[Aim]:
Please reproduce the data below word for word, leaving the pictures out of your answer.

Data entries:
____

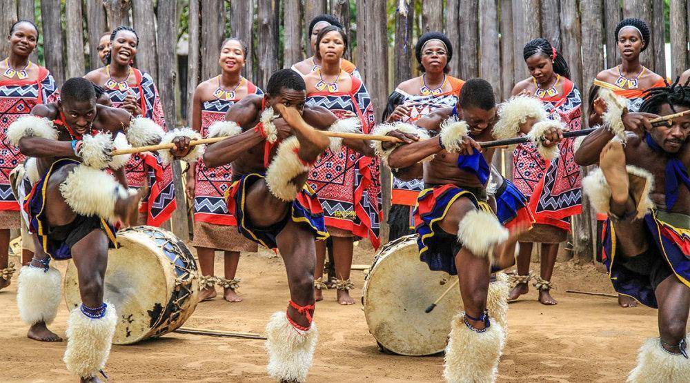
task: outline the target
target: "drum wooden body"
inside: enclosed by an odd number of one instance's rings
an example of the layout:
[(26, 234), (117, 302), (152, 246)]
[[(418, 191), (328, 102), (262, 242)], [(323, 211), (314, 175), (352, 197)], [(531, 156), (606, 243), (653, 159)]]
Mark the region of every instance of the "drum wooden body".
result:
[[(117, 233), (120, 247), (108, 253), (103, 300), (115, 306), (117, 325), (112, 343), (130, 344), (157, 337), (181, 326), (198, 300), (197, 263), (184, 243), (152, 226)], [(70, 310), (81, 304), (77, 268), (65, 275)]]
[(427, 355), (446, 348), (451, 320), (462, 310), (460, 288), (429, 313), (424, 310), (457, 279), (420, 260), (417, 235), (384, 245), (364, 280), (362, 304), (369, 332), (384, 351)]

____

[Final answer]:
task: outline the target
target: "drum wooden body"
inside: enclosed by an odd number of one instance's rings
an example of the layout:
[(26, 234), (117, 302), (152, 246)]
[[(418, 191), (328, 102), (262, 242)], [(323, 211), (314, 175), (352, 197)], [(531, 156), (606, 243), (653, 159)]]
Mark the region of every instance of the "drum wooden body".
result:
[[(117, 233), (120, 247), (108, 253), (103, 300), (115, 306), (117, 325), (112, 343), (130, 344), (157, 337), (181, 326), (198, 300), (197, 263), (184, 243), (152, 226)], [(70, 310), (81, 304), (77, 268), (65, 275)]]
[(427, 355), (446, 348), (451, 320), (462, 310), (460, 288), (429, 313), (424, 310), (457, 279), (420, 260), (417, 235), (384, 245), (364, 280), (362, 304), (369, 332), (384, 351)]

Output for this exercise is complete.